■ **Instructions to follow**: Update the listing below by changing each "pointer" to "locator" and leaving everything else untouched.

■ **Material for this exercise**:

<<<<

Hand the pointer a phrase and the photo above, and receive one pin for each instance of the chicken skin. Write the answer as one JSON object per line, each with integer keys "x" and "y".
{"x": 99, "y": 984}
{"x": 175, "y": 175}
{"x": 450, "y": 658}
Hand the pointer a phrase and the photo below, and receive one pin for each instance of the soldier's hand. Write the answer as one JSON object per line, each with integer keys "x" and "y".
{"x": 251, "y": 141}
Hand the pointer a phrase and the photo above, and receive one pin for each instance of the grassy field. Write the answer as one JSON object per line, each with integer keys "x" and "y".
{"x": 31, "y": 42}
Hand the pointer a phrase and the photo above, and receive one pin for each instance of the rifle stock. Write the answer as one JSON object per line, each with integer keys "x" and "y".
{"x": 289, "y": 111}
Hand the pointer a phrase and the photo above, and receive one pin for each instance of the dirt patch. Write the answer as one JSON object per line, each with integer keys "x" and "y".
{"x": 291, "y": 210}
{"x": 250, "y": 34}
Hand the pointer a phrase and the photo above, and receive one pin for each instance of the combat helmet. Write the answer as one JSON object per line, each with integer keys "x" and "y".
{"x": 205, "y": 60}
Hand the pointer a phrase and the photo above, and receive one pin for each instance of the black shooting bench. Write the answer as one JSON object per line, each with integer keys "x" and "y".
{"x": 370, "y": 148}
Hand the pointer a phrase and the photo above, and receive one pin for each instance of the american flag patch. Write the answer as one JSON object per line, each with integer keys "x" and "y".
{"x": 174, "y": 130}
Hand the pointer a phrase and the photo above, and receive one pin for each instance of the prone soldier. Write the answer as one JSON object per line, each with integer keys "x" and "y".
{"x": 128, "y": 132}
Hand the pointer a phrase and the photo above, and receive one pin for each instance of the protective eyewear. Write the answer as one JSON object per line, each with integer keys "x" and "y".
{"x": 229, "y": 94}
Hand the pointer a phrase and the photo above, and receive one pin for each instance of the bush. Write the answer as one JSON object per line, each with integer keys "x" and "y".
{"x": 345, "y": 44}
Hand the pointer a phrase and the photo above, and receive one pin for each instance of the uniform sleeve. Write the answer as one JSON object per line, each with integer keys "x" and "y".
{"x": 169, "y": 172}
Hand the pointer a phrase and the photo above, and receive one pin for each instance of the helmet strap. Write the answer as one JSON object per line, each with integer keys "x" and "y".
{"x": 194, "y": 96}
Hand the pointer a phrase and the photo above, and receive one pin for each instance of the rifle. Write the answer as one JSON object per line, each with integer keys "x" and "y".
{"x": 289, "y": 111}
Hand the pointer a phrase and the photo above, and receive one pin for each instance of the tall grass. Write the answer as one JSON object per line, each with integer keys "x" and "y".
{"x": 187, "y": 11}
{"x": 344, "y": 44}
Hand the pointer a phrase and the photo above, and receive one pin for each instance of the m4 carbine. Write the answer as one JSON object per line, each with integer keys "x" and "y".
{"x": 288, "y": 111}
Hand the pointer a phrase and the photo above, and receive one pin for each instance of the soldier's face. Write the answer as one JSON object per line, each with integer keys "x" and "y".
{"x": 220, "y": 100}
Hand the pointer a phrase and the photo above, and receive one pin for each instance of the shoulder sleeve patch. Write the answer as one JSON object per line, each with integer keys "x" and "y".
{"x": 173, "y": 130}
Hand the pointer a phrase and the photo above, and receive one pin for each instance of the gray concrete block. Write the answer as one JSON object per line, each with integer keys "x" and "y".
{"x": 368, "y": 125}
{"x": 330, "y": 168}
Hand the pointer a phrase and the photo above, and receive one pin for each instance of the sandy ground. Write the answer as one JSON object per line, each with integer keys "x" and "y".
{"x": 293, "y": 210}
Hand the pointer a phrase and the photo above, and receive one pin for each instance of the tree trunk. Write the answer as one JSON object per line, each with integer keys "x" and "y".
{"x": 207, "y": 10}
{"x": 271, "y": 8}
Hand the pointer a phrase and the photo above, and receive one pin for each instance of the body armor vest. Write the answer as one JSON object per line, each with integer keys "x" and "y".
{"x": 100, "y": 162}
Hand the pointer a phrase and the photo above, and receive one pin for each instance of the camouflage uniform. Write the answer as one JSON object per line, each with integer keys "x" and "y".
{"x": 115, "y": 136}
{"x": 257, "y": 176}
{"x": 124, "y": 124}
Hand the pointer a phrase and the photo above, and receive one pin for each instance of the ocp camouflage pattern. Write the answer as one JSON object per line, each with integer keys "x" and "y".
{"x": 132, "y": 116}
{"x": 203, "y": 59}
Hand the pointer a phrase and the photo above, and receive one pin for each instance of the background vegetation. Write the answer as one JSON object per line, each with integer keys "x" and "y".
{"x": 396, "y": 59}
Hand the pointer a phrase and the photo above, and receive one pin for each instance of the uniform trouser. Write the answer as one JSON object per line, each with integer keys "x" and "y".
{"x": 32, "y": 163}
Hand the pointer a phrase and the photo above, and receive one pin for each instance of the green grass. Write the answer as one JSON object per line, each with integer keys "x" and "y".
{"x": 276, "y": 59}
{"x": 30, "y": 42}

>>>>

■ **Task response**:
Hand the locator a phrase and the photo above, and receive one pin for each instance of the chicken skin. Write the answer as one JSON object per line, each with integer keys "x" and "y".
{"x": 99, "y": 984}
{"x": 175, "y": 175}
{"x": 450, "y": 658}
Hand the locator a phrase and the photo below, and receive one pin for each instance of the soldier's hand. Write the answer as one JSON object per line, each with integer keys "x" and "y".
{"x": 251, "y": 141}
Hand the locator a phrase and the photo above, and receive one pin for each instance of the grassy field. Write the answer as one JSON object per line, each with integer keys "x" and "y".
{"x": 31, "y": 42}
Hand the locator a phrase and the photo above, and receive one pin for each instance of the rifle stock. Write the answer as one JSON object per line, each with integer keys "x" and "y".
{"x": 289, "y": 111}
Hand the locator a phrase and the photo above, and receive one pin for each instance of the dirt patch. Write the answer as one JSON object per line, each with integer keys "x" and "y".
{"x": 291, "y": 210}
{"x": 250, "y": 34}
Hand the locator a phrase and the photo above, and receive one pin for each instance of the combat helmet. Write the answer as one JSON object per line, each with integer keys "x" and "y".
{"x": 205, "y": 60}
Hand the locator a phrase and the photo above, and receive one pin for each instance of the black shooting bench. Write the answer as one JSON object per line, each with integer keys "x" and "y".
{"x": 370, "y": 148}
Hand the locator a phrase and the photo above, and receive one pin for each instance of the american flag patch. Write the answer as one JSON object per line, each with integer keys "x" and "y".
{"x": 174, "y": 130}
Hand the locator a phrase and the photo above, and receive one pin for each instance of the prone soldier. Write the answer as one JSON object per line, each with integer keys "x" and "y".
{"x": 128, "y": 132}
Hand the locator a phrase and the photo above, and receive one pin for each instance of the protective eyewear. Write the answer as one JSON object per line, each with integer keys "x" and "y".
{"x": 229, "y": 94}
Hand the locator a phrase and the photo above, and receive one pin for each instance of the bush. Write the answer as one JSON object per line, each with integer keys "x" and "y".
{"x": 345, "y": 44}
Hand the locator a phrase and the photo above, and receive one pin for each instance of the uniform sleeve. Write the answer as one JSON object per line, each with integer keys "x" and "y".
{"x": 169, "y": 172}
Hand the locator a phrase and the photo above, and receive one pin for each instance of the helmet strap. Write the answer as one JSON object per line, each with integer keys "x" and "y".
{"x": 194, "y": 96}
Hand the locator a phrase and the photo above, and receive one pin for each instance of the rifle. Write the answer as one JSON object per line, each with integer keys "x" and "y".
{"x": 289, "y": 111}
Hand the locator a phrase and the photo above, and receive one pin for each instance of the tall grass. Write the answer as one JSON object per line, each with integer keys "x" and "y".
{"x": 187, "y": 11}
{"x": 344, "y": 44}
Hand the locator a phrase and the photo above, and receive one pin for each instance of the m4 carbine. Write the answer as one JSON object per line, each with integer keys "x" and "y".
{"x": 288, "y": 111}
Hand the locator a phrase and the photo above, and receive one pin for each instance of the soldier's face. Write the answer as one JSON object per line, each with integer keys "x" and "y".
{"x": 220, "y": 100}
Hand the locator a phrase and the photo above, and receive one pin for each instance of the shoulder sleeve patch. Write the answer as one JSON object per line, each with integer keys "x" and "y".
{"x": 173, "y": 130}
Hand the locator a phrase and the photo above, and receive one pin for each instance of the gray concrete block. Write the answer as one JSON object per line, each with integer keys "x" and "y".
{"x": 368, "y": 125}
{"x": 330, "y": 168}
Hand the locator a phrase and the photo above, and receive one pin for each instance of the sandy ground. Write the answer as one JSON object per line, each with integer keys "x" and "y".
{"x": 293, "y": 210}
Hand the locator a phrase and the photo above, and receive one pin for each instance of the tree trunk. Write the answer as one JSON object per line, each with integer keys "x" and "y".
{"x": 207, "y": 10}
{"x": 271, "y": 8}
Hand the locator a phrase and the photo above, and receive one pin for each instance of the body armor vest. Write the answer as one JSON object per line, each with integer keys "x" and "y".
{"x": 100, "y": 162}
Hand the locator a phrase and the photo above, and receive one pin for each instance of the camouflage uniform. Write the answer as one JSON object per line, each with integer keys "x" and "y".
{"x": 115, "y": 136}
{"x": 257, "y": 176}
{"x": 124, "y": 124}
Hand the locator a phrase and the photo above, and receive one pin for each instance of the ocp camouflage pattern. Write the answer as one JSON object per line, each with integer keys "x" and "y".
{"x": 132, "y": 116}
{"x": 203, "y": 59}
Hand the locator a phrase and the photo above, and receive one pin for each instance of the background vegetation. Write the answer as one JSON object per line, each with integer keys "x" and "y".
{"x": 396, "y": 59}
Hand the locator a phrase and the photo above, and receive one pin for each instance of the uniform trouser. Write the answer as one JSON object per line, each with integer keys "x" and "y".
{"x": 32, "y": 163}
Hand the locator a phrase and the photo above, and receive one pin for each instance of the green grass. Write the answer as one JSON object per line, each with integer keys "x" and "y".
{"x": 276, "y": 59}
{"x": 30, "y": 42}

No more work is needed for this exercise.